_THE TASK_: Working from the line that contains "formatted like [303,396]." down to the last line below, repeat each line exactly.

Dataset excerpts on object pointing:
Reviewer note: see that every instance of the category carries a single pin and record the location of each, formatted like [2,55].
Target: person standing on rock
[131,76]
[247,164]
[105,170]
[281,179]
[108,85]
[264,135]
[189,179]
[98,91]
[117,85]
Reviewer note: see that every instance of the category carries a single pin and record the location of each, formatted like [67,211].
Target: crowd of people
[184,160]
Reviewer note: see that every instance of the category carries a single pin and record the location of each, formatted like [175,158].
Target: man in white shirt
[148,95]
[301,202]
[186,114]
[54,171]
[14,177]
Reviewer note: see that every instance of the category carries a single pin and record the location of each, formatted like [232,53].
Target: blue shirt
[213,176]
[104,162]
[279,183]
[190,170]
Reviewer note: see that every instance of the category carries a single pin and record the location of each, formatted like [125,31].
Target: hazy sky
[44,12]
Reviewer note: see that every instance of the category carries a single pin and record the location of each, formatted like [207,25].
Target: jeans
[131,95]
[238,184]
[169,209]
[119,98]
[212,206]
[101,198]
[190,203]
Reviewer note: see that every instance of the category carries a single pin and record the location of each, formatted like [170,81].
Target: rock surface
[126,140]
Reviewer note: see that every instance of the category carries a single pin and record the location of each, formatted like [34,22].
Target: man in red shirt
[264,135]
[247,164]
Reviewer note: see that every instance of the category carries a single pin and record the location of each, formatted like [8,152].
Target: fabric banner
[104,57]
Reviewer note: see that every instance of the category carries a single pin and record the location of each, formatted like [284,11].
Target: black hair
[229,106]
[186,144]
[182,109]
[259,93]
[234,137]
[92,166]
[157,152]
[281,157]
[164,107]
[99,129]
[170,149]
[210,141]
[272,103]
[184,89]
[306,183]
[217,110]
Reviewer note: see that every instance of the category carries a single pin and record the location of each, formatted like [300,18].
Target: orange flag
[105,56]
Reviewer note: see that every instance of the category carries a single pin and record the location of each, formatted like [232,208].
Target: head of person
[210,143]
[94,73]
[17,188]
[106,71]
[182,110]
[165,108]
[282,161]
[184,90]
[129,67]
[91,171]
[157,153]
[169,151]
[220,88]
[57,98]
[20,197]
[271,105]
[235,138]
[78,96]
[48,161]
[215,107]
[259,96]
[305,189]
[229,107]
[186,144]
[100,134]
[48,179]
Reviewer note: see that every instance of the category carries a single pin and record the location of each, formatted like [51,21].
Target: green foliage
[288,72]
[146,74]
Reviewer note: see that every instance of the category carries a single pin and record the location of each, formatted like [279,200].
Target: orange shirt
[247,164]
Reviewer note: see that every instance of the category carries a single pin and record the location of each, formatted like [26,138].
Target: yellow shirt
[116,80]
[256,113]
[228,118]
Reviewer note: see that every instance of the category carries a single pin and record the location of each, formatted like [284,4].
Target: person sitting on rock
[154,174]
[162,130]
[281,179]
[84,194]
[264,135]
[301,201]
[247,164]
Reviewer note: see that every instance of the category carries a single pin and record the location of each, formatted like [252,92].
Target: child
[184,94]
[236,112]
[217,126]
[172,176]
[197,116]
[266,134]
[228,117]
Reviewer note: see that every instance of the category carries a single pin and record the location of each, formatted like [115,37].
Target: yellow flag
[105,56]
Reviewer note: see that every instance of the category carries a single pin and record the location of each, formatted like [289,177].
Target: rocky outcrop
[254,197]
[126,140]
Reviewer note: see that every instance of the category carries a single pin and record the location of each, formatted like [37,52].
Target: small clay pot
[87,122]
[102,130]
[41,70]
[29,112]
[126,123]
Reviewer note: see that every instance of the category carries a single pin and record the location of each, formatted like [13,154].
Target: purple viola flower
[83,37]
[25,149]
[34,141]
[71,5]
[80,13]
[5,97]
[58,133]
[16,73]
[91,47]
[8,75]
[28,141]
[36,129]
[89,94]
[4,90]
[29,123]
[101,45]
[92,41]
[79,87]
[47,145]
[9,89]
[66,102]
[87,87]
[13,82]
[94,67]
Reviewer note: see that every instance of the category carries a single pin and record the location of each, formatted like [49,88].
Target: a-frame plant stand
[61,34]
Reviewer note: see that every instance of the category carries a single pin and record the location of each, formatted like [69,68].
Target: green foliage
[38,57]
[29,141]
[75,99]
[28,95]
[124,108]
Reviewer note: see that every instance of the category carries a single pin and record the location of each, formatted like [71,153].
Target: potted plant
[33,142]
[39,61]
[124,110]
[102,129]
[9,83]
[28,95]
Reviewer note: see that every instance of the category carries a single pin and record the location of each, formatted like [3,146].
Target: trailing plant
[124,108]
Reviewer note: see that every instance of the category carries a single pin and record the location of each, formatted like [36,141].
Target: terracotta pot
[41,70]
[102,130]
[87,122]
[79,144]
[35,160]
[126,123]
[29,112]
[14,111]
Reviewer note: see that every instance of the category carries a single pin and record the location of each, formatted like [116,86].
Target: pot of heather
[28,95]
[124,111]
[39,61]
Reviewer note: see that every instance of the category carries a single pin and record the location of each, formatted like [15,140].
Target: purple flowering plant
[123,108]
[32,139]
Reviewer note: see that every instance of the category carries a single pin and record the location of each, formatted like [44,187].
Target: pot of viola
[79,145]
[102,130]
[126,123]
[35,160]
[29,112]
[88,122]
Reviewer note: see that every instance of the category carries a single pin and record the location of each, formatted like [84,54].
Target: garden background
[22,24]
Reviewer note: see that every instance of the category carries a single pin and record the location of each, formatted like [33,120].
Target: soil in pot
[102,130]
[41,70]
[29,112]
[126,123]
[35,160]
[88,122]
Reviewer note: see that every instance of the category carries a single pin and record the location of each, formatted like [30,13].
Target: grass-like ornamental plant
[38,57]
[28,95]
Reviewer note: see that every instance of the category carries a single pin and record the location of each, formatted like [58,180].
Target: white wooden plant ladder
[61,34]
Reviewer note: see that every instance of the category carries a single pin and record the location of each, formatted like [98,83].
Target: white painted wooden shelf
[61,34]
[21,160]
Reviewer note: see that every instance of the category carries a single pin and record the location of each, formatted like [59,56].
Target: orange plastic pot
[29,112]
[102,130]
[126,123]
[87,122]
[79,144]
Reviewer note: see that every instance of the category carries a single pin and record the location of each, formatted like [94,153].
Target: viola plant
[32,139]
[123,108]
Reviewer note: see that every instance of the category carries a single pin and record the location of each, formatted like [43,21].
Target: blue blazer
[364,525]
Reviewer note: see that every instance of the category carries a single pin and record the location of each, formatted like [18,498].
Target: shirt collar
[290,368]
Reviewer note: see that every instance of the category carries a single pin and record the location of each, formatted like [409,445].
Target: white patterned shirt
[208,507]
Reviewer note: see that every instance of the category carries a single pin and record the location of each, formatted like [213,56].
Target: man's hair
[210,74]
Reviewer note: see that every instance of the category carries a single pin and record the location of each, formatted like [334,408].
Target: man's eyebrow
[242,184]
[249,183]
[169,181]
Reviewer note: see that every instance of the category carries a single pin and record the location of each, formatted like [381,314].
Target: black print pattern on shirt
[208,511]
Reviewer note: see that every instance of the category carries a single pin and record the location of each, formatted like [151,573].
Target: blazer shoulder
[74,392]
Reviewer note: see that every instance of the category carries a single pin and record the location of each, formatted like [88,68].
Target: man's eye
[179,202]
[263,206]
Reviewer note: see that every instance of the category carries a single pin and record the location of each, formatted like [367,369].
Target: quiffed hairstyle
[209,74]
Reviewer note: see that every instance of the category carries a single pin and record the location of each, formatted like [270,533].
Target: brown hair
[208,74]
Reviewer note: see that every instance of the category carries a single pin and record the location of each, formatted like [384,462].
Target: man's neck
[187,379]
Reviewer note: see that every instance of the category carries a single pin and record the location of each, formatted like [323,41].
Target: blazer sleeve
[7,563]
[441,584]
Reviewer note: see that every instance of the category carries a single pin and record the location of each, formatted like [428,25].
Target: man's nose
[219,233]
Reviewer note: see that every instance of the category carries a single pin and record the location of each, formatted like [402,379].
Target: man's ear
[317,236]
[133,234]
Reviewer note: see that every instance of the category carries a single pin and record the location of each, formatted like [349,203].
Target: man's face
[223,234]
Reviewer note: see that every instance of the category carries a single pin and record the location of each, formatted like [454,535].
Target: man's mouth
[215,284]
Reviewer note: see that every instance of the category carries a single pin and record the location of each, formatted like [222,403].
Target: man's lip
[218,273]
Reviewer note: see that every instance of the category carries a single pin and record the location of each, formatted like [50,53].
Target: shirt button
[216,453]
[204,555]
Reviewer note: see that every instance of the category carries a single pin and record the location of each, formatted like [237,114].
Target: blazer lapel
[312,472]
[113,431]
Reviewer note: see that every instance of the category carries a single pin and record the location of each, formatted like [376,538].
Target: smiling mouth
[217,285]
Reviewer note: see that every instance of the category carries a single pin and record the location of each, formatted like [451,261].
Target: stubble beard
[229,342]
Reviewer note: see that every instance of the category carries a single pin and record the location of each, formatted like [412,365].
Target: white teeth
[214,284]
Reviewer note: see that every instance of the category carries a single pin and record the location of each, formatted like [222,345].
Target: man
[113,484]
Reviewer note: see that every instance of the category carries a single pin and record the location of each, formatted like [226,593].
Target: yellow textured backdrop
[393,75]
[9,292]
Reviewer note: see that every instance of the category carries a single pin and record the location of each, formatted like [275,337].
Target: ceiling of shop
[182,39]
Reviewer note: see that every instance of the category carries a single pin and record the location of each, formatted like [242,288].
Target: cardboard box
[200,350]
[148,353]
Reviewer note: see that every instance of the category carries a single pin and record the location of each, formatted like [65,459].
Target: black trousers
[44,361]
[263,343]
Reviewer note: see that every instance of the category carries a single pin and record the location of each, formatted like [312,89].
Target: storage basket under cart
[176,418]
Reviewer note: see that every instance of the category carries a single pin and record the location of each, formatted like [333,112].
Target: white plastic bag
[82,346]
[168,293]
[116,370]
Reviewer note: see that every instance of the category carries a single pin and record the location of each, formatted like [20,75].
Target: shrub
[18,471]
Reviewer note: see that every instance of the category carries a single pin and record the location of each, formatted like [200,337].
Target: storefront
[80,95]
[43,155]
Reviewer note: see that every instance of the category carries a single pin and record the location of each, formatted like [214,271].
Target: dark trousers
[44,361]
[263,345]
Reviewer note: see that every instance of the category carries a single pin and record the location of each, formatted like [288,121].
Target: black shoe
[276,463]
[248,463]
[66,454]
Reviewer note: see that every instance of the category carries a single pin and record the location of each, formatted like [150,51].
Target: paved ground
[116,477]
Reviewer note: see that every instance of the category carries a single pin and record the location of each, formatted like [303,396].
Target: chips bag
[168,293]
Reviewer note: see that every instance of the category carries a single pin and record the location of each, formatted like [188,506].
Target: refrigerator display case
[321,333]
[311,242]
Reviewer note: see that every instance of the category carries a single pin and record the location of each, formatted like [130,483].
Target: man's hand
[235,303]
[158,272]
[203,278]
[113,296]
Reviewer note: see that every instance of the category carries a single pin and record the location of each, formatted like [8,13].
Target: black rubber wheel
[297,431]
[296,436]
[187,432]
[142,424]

_CORRECT RESPONSE_:
Reviewer note: see that every instance of the category carries a single pin and record the location of each, formatted like [303,396].
Target: chips bag
[168,293]
Reviewer note: see that every instance of the category carries a single pin and record the location of each, formatted like [188,506].
Target: refrigerator display case
[321,333]
[311,242]
Reviewer note: see that every instance of the category carries a single pin and record the location of each, formatted like [130,483].
Target: man's hand
[235,303]
[158,272]
[203,278]
[113,296]
Reviewer note: see that every instance of the category carries a single pin and record the location of each, formatted like [8,13].
Target: black rubber wheel
[297,431]
[296,436]
[187,432]
[142,424]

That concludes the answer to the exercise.